▸ TEXT BLOCK:

○ ○ ○ ○

I have been doing this about 40 yrs..  Growing up in Texas it is a culture thing.  I learned from the old men who learned from the old men who didn't have all the technology.  I do now and then get things wrong due to not using the technology.  A smart man will use the best tools available to him.  Use the technology.  BUT!  DO pay attention to your smoker.  Look at your digital therm and then "feel" the heat coming off your smoker with your hands.  Put your hand above the stack and feel the heat coming there.  Waft the smoke from the stack toward your face and smell the smoke.  Look at the burning coals.  LEARN your smoker.  Then if all that technology gives up in the middle of a 12 hr. smoke you have a fighting chance of finishing without ruining a big chunk of meat.

Just my opinions.  Keep Smokin!

Danny


----------



## smokin monkey (May 28, 2015)

Thank You Danny, but you are too generous.

I agree with Danny, learn your smoker.

I have been test running one new smoker for almost two weeks, with out a cook, and just started test running a second smoker today, all will be making an appearance at the Smokers Weekend http://www.uk-smf.co.uk

Smokin Monkey


----------



## kiska95 (May 29, 2015)

Very valuable information, Thank you. I'm like a sponge at the minute taking as much in as I can


----------

○ ○ ○ ○

▸ CHECK YOUR UNDERSTANDING:
1. Translate this sentence from the smoker forum thread into Spanish: "A smart man will use the best tools available to him."
2. Reproduce the stretch of the records from their first line through the line that contains "negative clicks: (222, 181)", with both of those lines included.

○ ○ ○ ○

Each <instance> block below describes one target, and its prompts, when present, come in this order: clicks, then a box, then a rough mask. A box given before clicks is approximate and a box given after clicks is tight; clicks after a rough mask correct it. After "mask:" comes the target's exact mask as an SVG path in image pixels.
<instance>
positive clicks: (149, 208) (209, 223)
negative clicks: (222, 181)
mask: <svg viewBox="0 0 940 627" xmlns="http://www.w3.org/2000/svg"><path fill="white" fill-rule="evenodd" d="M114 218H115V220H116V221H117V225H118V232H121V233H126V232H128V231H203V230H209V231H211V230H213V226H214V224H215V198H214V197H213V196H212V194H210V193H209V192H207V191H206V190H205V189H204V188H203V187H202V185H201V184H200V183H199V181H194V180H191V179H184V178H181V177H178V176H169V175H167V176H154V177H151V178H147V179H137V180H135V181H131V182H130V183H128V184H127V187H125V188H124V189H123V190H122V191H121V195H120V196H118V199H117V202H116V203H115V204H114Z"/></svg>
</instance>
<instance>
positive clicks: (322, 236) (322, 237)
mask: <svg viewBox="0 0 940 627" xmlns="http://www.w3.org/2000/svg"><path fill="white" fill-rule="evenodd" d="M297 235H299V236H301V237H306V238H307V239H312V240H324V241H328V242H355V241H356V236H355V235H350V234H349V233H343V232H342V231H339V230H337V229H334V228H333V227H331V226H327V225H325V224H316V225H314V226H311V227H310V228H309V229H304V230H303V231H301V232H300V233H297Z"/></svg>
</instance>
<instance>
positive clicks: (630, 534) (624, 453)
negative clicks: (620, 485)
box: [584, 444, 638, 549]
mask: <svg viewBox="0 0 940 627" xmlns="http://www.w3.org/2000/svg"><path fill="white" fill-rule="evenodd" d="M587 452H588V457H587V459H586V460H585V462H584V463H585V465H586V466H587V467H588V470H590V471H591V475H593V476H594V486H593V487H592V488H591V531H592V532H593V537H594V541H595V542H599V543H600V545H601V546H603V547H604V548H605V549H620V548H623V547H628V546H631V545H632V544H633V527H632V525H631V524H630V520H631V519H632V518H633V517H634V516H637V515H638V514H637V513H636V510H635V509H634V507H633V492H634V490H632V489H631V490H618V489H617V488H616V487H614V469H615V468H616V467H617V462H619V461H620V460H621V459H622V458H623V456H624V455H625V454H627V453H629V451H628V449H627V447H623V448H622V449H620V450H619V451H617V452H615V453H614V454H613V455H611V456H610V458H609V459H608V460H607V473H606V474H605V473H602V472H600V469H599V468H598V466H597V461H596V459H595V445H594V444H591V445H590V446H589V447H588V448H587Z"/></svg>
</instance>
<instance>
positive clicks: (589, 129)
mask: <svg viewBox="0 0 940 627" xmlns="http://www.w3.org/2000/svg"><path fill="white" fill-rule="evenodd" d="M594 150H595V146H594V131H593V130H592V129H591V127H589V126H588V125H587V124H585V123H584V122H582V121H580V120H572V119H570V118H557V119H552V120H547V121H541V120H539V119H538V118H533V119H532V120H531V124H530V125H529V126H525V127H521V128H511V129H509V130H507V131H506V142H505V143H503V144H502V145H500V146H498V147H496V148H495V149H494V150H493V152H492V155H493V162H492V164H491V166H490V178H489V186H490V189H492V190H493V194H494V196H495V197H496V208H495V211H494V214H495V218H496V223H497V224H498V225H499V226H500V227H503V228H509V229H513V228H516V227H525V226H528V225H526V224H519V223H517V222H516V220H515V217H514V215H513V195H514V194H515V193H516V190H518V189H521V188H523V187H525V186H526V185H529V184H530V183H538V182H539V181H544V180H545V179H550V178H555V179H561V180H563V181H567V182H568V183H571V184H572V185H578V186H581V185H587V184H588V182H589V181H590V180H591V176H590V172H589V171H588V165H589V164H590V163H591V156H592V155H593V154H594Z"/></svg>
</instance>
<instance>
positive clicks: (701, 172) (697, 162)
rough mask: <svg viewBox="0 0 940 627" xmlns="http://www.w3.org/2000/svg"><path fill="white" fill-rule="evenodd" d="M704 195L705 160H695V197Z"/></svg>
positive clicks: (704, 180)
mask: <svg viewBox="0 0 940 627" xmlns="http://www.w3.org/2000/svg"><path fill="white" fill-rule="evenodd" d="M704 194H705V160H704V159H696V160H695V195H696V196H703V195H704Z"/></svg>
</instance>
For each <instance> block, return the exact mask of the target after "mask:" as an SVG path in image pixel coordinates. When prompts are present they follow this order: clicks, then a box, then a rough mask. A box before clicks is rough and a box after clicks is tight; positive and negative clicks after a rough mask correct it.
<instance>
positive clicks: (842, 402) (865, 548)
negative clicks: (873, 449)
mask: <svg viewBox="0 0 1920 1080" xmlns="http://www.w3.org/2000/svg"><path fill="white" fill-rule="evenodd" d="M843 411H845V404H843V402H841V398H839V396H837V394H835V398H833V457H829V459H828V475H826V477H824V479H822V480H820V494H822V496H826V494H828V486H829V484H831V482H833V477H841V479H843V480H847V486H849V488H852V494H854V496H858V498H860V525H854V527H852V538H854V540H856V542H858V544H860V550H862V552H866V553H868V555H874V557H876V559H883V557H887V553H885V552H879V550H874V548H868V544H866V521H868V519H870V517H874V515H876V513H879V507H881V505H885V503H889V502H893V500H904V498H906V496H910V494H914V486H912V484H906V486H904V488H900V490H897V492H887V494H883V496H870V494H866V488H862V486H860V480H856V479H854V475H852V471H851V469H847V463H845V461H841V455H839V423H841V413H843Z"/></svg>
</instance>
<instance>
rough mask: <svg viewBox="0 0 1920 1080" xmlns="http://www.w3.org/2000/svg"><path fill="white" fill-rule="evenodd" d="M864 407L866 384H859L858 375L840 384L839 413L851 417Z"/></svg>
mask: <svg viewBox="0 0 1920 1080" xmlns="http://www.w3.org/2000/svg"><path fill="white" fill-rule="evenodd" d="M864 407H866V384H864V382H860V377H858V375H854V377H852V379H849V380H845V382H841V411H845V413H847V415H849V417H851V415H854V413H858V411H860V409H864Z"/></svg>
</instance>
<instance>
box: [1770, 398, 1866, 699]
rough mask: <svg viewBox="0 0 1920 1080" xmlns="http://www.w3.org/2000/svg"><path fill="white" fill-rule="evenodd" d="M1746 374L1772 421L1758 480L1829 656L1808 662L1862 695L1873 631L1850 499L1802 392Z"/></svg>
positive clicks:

○ ○ ○ ○

▸ RESPONSES BY ITEM NUMBER:
1. Un hombre inteligente usará las mejores herramientas que tenga a su alcance.

2.
Each <instance> block below describes one target, and its prompts, when present, come in this order: clicks, then a box, then a rough mask. A box given before clicks is approximate and a box given after clicks is tight; clicks after a rough mask correct it. After "mask:" comes the target's exact mask as an SVG path in image pixels.
<instance>
positive clicks: (149, 208) (209, 223)
negative clicks: (222, 181)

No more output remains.